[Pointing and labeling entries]

====================

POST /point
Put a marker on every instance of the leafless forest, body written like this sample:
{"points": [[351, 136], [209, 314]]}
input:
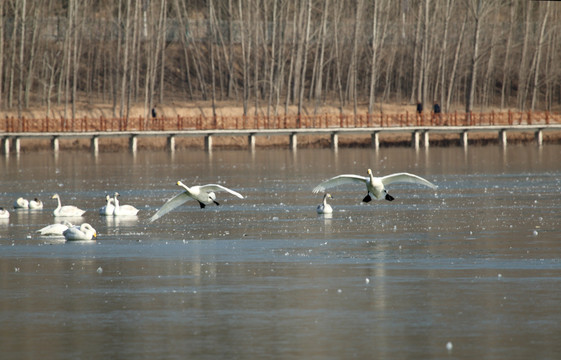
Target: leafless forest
{"points": [[266, 55]]}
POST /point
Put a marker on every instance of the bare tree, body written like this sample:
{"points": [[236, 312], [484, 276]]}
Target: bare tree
{"points": [[541, 41]]}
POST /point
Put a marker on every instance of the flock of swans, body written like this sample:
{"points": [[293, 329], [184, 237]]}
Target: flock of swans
{"points": [[205, 195]]}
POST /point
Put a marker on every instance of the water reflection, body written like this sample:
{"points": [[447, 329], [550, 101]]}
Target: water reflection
{"points": [[266, 276]]}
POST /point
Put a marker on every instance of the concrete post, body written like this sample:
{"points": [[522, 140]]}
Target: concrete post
{"points": [[293, 141], [94, 144], [17, 145], [171, 143], [539, 137], [502, 137], [6, 146], [425, 139], [415, 140], [464, 138], [208, 142], [334, 141], [54, 143], [133, 144], [251, 142], [375, 140]]}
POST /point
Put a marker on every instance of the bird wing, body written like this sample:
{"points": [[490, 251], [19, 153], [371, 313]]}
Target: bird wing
{"points": [[339, 180], [406, 178], [216, 187], [171, 204]]}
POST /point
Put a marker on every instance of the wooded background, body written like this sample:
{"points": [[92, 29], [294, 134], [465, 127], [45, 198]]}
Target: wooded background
{"points": [[267, 55]]}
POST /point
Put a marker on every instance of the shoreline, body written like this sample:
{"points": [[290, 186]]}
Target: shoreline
{"points": [[114, 144]]}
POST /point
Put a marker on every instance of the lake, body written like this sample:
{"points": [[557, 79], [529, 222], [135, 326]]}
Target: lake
{"points": [[470, 270]]}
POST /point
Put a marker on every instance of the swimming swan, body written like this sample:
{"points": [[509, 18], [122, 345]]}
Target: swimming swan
{"points": [[4, 214], [204, 194], [55, 229], [21, 203], [374, 185], [109, 208], [324, 207], [35, 204], [67, 210], [82, 232], [123, 210]]}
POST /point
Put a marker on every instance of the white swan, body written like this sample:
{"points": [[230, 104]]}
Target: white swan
{"points": [[123, 210], [21, 203], [55, 229], [67, 210], [35, 204], [109, 208], [4, 214], [374, 185], [82, 232], [204, 194], [324, 207]]}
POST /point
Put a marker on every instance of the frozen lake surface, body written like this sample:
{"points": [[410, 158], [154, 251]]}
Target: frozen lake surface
{"points": [[471, 270]]}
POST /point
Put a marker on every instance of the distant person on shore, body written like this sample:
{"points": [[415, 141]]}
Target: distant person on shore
{"points": [[436, 111]]}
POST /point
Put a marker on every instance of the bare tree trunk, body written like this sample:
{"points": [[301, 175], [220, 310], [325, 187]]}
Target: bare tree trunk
{"points": [[30, 67], [373, 58], [163, 50], [424, 76], [305, 60], [273, 60], [245, 67], [478, 12], [506, 64], [455, 64], [320, 65], [211, 47], [415, 88], [541, 40], [523, 69], [21, 54], [443, 51], [353, 71], [125, 60], [1, 53]]}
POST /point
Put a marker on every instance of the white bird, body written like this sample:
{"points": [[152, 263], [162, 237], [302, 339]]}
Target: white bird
{"points": [[123, 210], [374, 185], [55, 229], [35, 204], [324, 207], [66, 210], [21, 203], [109, 208], [204, 194], [82, 232], [4, 214]]}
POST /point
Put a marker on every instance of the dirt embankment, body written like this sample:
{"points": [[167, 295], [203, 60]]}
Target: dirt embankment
{"points": [[239, 142]]}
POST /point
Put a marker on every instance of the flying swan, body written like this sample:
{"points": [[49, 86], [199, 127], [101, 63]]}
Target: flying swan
{"points": [[109, 208], [55, 229], [82, 232], [4, 214], [324, 207], [35, 204], [123, 210], [374, 185], [204, 194], [21, 203], [67, 210]]}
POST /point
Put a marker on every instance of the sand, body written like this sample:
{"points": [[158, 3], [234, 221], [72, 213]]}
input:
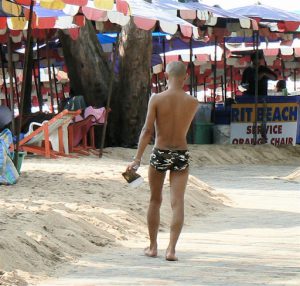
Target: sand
{"points": [[64, 208]]}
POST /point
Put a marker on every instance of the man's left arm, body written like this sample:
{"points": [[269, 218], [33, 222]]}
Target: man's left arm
{"points": [[146, 134], [265, 71]]}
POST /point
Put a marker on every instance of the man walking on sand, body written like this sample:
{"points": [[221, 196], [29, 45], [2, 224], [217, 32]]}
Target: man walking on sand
{"points": [[169, 114]]}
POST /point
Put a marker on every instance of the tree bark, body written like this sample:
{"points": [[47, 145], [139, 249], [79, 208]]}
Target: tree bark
{"points": [[135, 50], [88, 67], [90, 73]]}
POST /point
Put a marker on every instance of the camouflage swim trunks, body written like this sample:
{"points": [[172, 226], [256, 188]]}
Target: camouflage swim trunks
{"points": [[174, 160]]}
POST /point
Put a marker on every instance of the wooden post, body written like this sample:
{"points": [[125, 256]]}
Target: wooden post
{"points": [[25, 71], [110, 87], [11, 85], [2, 57], [56, 90], [49, 71]]}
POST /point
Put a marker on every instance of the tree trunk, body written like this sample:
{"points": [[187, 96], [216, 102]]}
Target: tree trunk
{"points": [[90, 72], [88, 67], [28, 80], [135, 49]]}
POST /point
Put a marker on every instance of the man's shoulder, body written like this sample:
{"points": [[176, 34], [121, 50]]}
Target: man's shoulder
{"points": [[192, 99]]}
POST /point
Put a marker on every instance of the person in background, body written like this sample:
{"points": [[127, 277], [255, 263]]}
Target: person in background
{"points": [[264, 74], [281, 87]]}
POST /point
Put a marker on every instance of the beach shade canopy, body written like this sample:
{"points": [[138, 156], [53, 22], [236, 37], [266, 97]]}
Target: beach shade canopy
{"points": [[6, 116], [274, 18], [145, 16]]}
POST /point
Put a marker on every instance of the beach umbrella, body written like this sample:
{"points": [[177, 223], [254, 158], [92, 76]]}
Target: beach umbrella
{"points": [[6, 116], [276, 20]]}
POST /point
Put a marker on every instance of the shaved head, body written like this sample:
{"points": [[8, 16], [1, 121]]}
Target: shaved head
{"points": [[176, 69]]}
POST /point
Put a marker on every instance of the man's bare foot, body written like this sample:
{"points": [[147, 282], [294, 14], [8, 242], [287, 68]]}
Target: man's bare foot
{"points": [[150, 252], [170, 256]]}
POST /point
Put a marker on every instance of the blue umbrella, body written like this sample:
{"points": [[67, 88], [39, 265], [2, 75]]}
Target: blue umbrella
{"points": [[266, 13]]}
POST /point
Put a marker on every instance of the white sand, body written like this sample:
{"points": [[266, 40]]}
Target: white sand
{"points": [[64, 208]]}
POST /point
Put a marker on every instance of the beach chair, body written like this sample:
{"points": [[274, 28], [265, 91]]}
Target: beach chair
{"points": [[80, 131], [38, 141]]}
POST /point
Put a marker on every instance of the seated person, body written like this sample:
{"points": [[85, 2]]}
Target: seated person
{"points": [[281, 87], [264, 74]]}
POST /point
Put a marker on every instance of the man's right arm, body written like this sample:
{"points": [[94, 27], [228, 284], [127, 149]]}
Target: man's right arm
{"points": [[146, 133]]}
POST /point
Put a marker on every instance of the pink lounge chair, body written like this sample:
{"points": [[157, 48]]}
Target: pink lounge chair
{"points": [[80, 130], [38, 141]]}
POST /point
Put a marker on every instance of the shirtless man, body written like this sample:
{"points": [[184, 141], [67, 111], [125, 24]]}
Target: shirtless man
{"points": [[170, 114]]}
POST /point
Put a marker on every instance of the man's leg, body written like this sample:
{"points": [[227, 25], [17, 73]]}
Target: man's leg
{"points": [[178, 182], [156, 181]]}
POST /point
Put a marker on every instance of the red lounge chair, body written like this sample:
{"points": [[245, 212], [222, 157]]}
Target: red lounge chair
{"points": [[80, 130], [32, 142]]}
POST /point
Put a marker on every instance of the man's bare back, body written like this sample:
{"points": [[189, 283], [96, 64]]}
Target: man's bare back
{"points": [[169, 114], [174, 111]]}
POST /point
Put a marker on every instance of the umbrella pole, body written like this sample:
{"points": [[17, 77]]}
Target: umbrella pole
{"points": [[222, 85], [56, 89], [110, 87], [4, 81], [36, 86], [215, 82], [225, 73], [40, 96], [165, 63], [204, 89], [191, 67], [25, 71], [295, 80], [11, 84], [231, 82], [49, 72], [255, 43], [16, 84]]}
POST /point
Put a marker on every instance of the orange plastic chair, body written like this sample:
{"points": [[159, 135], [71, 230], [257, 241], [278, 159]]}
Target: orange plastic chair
{"points": [[32, 142]]}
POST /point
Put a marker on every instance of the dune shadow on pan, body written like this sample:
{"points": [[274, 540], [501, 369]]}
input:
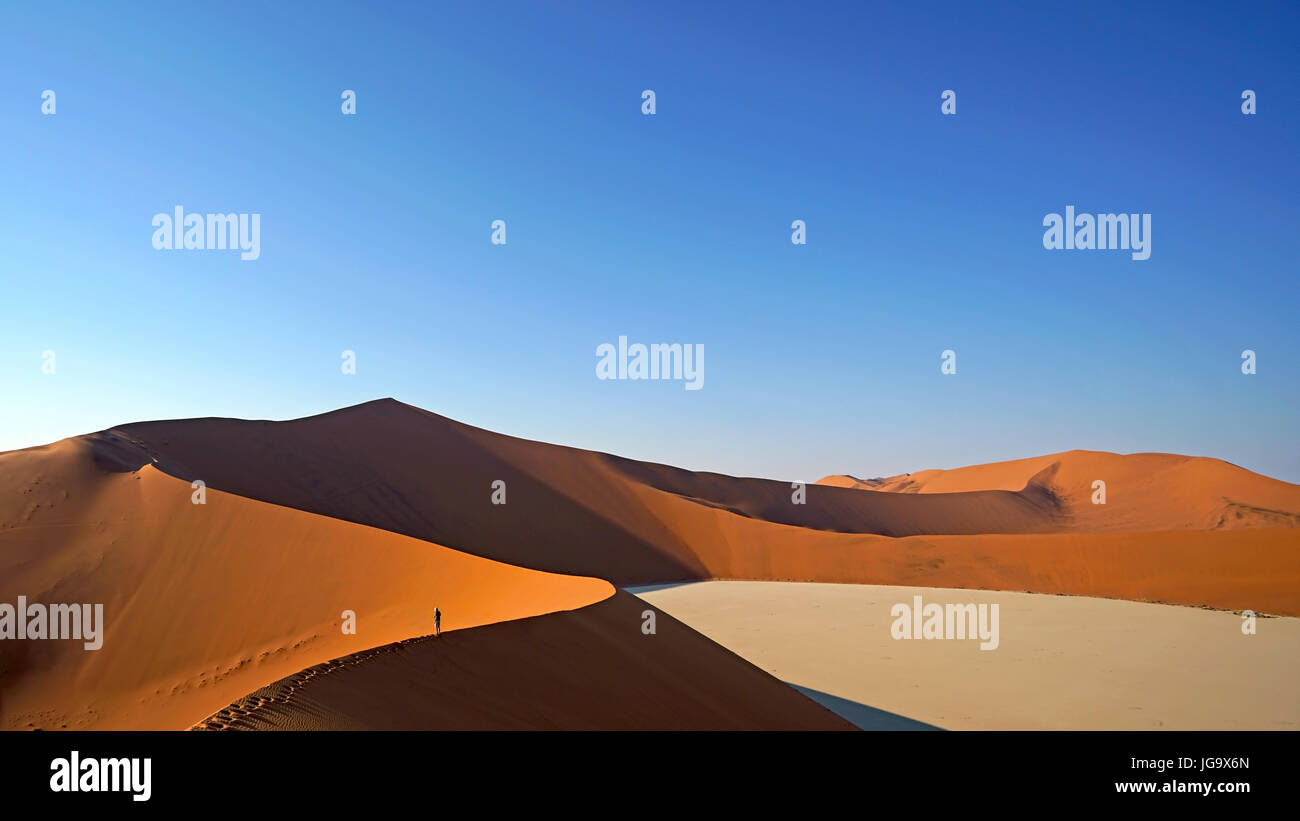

====================

Please show every line above that contains the word "flying", matching case exactly.

Put a marker on every instance of the flying swan, body written like this sample:
Target: flying swan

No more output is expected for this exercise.